▶ **TEXT PROVIDED**:
■ ■ ■

Especially when more people understand how CBI could contribute for the construction of a fair and more civilized Brazil, more voices will be saying to the President of the Republic, to the Governors and Mayors: “It is a good proposal. Let’s put it into practice right away”.

Conclusion: what are the immediate prospects?

During the IV National Congress of the PT in Brasilia, February 19th to 21st, 2010, by the unanimous vote of the 1.350 delegates, the following point was added to the National Program of Dilma Rousseff, who was acclaimed Presidential candidate by consensus:

“The Great Transformation
The accelerated growth and the fight against racial, social, regional inequalities and the promotion of sustainable development will be the axis of the economic development structure.
19) The expansion and the strengthening of the popular consumption goods, that produces strong positive impact over the productive sector system, will be attained by:
a)…
f) permanent improvement of the income transfer programs such as the Bolsa Família, to eradicate hunger and poverty, to facilitate access of the population to employment, education, health and higher income;
g) transition from the Bolsa Família Program towards the Citizen´s Basic Income, CBI, unconditional, as a right of every person to participate in the wealth of the nation, such as set by the Law 10.835/2004, a PT initiative, approved by all parties in the National Congress and sanctioned by President Luiz Inácio Lula da Silva in January 8, 2004.”

It would be rational that the Bolsa Família and the state social programs become unified since they are quite similar. Both could be increased in value, for more people, in the direction of the CBI.

President Dilma Rousseff was elected in October 31st, 2010 in the second ballot, with almost 55.7 million votes, 56% of the total. On her inauguration day, on 2011, January 1st, she announced that the eradication of misery or extreme poverty in Brazil would be her first and most important priority.

■ ■ ■

▶ **RAW DATA**:
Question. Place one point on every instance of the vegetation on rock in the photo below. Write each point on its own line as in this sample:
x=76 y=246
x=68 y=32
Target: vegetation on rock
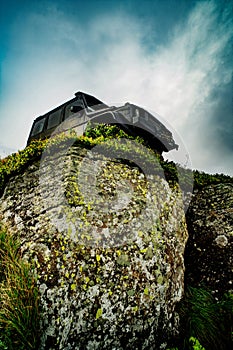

■ ■ ■

▶ **THE TASKS**:
1. Print the passage of the text on Brazil's Citizen's Basic Income from "During the IV" to "economic development structure.".
2. Write what comes next in the piece about Brazil's Citizen's Basic Income, starting after its last sentence.

▶ **ANSWERS PER TASK**:
1.
During the IV National Congress of the PT in Brasilia, February 19th to 21st, 2010, by the unanimous vote of the 1.350 delegates, the following point was added to the National Program of Dilma Rousseff, who was acclaimed Presidential candidate by consensus:

“The Great Transformation
The accelerated growth and the fight against racial, social, regional inequalities and the promotion of sustainable development will be the axis of the economic development structure.

2.
On June 11st, President Dilma Rousseff announced the Brazil Without Misery Plan. The main purpose is to include in the program those 16.27 million people who are not yet being benefitted by the Bolsa Família program, although they are people who, according to the 2010 Census, are living with less than 70 reais per capita. She announced that the government will start making an active search for these people wherever they are. Since many of these people are children up to 14 years of age, the Bolsa Família Program increased the benefit from three to five children up to 15 years of age that may receive the 32 reais per child. This measure is expected to reach 800 thousand families more, up to 2014, and 1.3 million more children.

It will be a tremendous challenge for a 150-year old financial institution like the Caixa Econômica Federal, a Caisse des Dépôts, to administer the unconditional right to all 191 million Brazilians, even more in the future. But for an institution that was able to increase the number of families being benefitted by the Bolsa Família Program from 3.5 million families in December, 2003, to 13 million in December 2011, that corresponds to around 50 million inhabitants, and so efficiently, to manage the Citizen’s Basic Income to all Brazilians is a feasible objective. It is my purpose to help President Dilma Rousseff and her Ministers to take the necessary steps to institute the Citizen’s Basic Income by 2014.

[1] Sources: Study number 30 of IPEA – Instituto de Pesquisa Econômica Aplicada, First Analysis about the results of the 2008 PNAD – Pesquisa Nacional por Amostra de Domicílios, published in September 24th, 2009, plus the 2009 PNAD and 2010 Census results officially published by the IBGE – Instituto Brasileiro de Geografia e Estatística in 2010 and 2011
[2] As of June 1st, 2011, R$ 1,00 was US$0.63, and €0.44.
[3] In 2004, BIEN became the Basic Income Earth Network.

BIBLIOGRAPHY
CASTRO, Josué (1951). Geopolítica da fome: ensaio sobre os problemas de alimentação e de população do mundo. Rio de Janeiro, Editora da Casa do Estudante do Brasil.
FRIEDMAN, Milton (1962). Capitalismo e liberdade. Rio de Janeiro, Editora Arte Nova, 1975.
INSTITUTO CIDADANIA (2001). Projeto Fome Zero: uma proposta de política de segurança alimentar para o Brasil. São Paulo. Instituto Cidadania/Fundação Djalma Gui marães.
LAVINAS, Lena (2001).  The appeal of minimum income programmes in Latin America. ILO Brasil Regional Office – World Bank Agreement. SES (Seeking Distributive Justice – Basic Security for All) n. 7.
MEADE, James Edward (1989).  Agathotopia:  the economics of partnership. Aberdeen, Aberdeen University Press.
RAWLS, John (1971).  A theory of Justice. Cambridge, MA: Harvard University Press.
SEN, Amartya (1999).  Development as Freedom. New York: Knofp.
SEN, Amartya (2009). The idea of justice. Great Britain, Penguin Books.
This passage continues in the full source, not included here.